Begin

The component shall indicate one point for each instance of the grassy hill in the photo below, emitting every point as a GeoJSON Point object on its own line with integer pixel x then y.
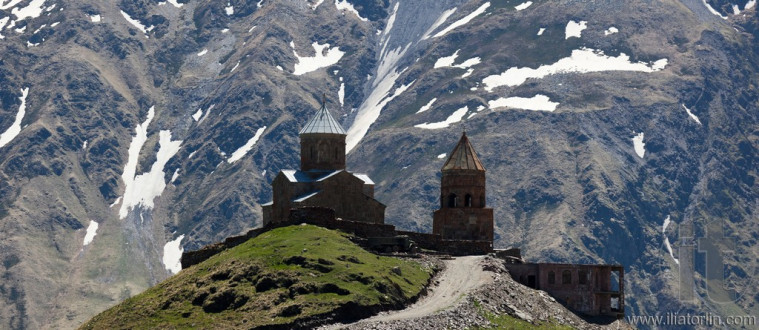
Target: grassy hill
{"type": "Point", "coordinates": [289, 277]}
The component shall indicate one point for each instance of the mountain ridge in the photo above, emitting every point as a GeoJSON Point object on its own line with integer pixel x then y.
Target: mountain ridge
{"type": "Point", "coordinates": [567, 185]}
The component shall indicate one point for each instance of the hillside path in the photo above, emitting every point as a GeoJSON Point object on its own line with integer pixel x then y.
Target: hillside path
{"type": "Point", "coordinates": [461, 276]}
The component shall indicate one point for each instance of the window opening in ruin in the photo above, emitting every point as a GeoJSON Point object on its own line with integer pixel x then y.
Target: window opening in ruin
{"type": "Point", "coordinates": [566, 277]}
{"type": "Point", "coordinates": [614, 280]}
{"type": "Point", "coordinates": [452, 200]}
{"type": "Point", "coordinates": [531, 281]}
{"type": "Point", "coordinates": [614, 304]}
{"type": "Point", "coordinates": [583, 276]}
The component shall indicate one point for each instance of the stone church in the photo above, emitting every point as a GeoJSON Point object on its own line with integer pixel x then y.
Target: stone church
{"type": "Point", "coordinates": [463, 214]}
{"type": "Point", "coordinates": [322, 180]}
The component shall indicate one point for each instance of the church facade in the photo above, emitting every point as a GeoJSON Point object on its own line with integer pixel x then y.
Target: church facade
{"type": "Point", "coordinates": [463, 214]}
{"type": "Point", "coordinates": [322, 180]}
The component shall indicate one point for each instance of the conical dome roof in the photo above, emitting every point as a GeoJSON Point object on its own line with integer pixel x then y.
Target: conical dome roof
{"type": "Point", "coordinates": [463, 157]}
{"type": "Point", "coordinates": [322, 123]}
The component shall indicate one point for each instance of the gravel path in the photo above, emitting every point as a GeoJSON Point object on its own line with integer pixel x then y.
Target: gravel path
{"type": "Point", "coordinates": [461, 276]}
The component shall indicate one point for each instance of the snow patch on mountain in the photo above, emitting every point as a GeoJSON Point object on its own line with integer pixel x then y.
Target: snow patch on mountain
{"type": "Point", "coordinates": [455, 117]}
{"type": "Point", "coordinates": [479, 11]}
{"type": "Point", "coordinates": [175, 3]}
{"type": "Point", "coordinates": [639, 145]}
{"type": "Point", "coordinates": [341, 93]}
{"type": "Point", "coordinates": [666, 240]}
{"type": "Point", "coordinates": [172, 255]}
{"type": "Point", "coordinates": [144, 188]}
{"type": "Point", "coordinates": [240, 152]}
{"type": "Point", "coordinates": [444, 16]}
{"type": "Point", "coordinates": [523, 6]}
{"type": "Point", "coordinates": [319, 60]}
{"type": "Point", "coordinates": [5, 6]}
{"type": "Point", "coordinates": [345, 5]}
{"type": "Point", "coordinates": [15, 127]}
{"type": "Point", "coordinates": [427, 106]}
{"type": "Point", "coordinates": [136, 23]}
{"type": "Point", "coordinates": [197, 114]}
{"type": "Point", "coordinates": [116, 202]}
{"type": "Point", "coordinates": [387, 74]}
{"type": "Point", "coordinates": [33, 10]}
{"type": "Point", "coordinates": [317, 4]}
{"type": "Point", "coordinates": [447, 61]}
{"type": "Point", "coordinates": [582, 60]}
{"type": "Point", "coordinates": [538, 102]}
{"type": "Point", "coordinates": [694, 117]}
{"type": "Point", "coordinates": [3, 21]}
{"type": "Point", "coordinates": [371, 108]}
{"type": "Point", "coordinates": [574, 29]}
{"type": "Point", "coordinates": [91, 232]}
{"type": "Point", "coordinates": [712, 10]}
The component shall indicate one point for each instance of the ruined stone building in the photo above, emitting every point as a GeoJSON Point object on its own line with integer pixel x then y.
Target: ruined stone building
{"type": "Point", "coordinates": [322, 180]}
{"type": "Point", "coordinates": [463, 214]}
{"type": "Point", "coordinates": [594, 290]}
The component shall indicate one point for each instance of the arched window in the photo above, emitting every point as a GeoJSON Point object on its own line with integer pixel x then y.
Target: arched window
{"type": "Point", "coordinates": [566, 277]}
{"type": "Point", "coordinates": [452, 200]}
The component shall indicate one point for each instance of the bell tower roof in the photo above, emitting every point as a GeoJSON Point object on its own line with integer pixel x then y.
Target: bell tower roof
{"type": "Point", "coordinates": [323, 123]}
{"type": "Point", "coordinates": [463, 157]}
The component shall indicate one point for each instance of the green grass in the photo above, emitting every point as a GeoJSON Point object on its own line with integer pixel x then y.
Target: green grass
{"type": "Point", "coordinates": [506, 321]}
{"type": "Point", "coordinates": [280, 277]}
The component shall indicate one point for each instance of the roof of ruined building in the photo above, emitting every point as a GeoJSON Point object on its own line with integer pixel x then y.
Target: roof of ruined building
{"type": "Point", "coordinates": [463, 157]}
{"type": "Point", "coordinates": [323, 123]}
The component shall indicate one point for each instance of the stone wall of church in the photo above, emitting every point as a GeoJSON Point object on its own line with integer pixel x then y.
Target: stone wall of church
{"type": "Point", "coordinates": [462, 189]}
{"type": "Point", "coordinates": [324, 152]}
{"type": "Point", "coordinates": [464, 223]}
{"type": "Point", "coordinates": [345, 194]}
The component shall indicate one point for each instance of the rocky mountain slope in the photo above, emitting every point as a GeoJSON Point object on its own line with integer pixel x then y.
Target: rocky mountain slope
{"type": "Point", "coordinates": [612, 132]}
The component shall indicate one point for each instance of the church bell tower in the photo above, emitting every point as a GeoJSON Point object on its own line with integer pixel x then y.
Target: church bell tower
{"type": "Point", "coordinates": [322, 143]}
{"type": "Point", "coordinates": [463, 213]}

End
Begin

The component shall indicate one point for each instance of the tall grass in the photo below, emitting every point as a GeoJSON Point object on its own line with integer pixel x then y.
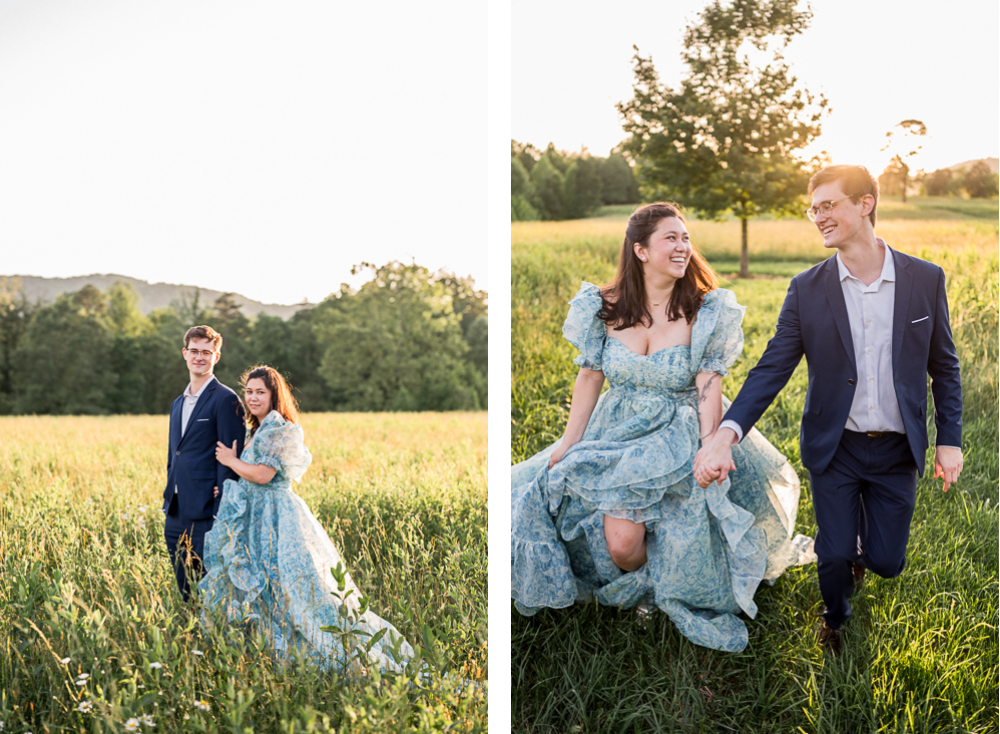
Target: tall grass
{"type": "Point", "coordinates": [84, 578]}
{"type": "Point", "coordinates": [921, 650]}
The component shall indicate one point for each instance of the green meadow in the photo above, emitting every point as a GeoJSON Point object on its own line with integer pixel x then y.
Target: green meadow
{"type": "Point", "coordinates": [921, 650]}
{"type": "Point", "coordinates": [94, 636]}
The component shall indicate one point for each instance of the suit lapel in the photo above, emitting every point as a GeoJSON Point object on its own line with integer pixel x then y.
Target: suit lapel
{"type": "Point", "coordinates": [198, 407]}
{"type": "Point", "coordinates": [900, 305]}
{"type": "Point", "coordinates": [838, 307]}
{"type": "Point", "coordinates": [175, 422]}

End
Begin

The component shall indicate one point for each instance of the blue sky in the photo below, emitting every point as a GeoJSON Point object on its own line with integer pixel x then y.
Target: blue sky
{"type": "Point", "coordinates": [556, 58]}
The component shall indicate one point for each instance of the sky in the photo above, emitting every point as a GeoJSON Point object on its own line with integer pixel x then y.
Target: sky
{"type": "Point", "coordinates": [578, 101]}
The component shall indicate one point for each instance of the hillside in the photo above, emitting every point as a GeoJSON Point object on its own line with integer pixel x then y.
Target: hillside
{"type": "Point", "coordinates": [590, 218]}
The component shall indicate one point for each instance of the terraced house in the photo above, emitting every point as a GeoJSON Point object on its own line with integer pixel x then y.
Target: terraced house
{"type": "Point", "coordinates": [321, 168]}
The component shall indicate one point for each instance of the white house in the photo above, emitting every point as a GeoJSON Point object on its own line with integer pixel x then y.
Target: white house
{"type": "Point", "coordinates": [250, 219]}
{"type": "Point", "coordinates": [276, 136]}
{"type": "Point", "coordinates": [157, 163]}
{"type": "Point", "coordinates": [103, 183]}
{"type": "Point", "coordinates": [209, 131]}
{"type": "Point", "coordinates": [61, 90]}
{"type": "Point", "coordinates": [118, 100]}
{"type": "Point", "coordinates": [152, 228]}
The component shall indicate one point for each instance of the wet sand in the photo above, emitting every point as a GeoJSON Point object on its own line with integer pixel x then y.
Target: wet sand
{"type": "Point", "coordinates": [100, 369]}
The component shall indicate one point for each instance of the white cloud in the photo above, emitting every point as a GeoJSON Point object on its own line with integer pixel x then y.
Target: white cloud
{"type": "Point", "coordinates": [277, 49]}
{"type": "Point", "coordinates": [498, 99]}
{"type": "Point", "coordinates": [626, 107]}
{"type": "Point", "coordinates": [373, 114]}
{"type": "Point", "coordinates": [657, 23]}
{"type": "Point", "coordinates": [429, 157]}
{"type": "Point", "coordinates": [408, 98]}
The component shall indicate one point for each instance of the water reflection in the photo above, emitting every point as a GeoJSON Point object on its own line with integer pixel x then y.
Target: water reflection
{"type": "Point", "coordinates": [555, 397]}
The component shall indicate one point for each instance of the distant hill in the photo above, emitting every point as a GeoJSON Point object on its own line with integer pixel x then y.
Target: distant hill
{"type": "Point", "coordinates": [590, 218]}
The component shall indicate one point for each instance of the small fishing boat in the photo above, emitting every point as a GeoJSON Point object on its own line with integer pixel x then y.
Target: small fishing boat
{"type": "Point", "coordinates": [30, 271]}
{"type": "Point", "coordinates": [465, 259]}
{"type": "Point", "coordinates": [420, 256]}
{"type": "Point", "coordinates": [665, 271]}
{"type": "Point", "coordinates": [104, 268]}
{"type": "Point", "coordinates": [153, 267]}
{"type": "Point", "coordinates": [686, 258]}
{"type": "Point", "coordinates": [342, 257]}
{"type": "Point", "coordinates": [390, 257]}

End

▶ [Directive] Find each row above that contains the word "conical" and copy those rows in full.

▶ [Complete output]
The component shall indicate one point for each instance of the conical dome roof in the photo above, emitting every point as a GeoJSON Point object on its own line with integer pixel x then y.
Target: conical dome roof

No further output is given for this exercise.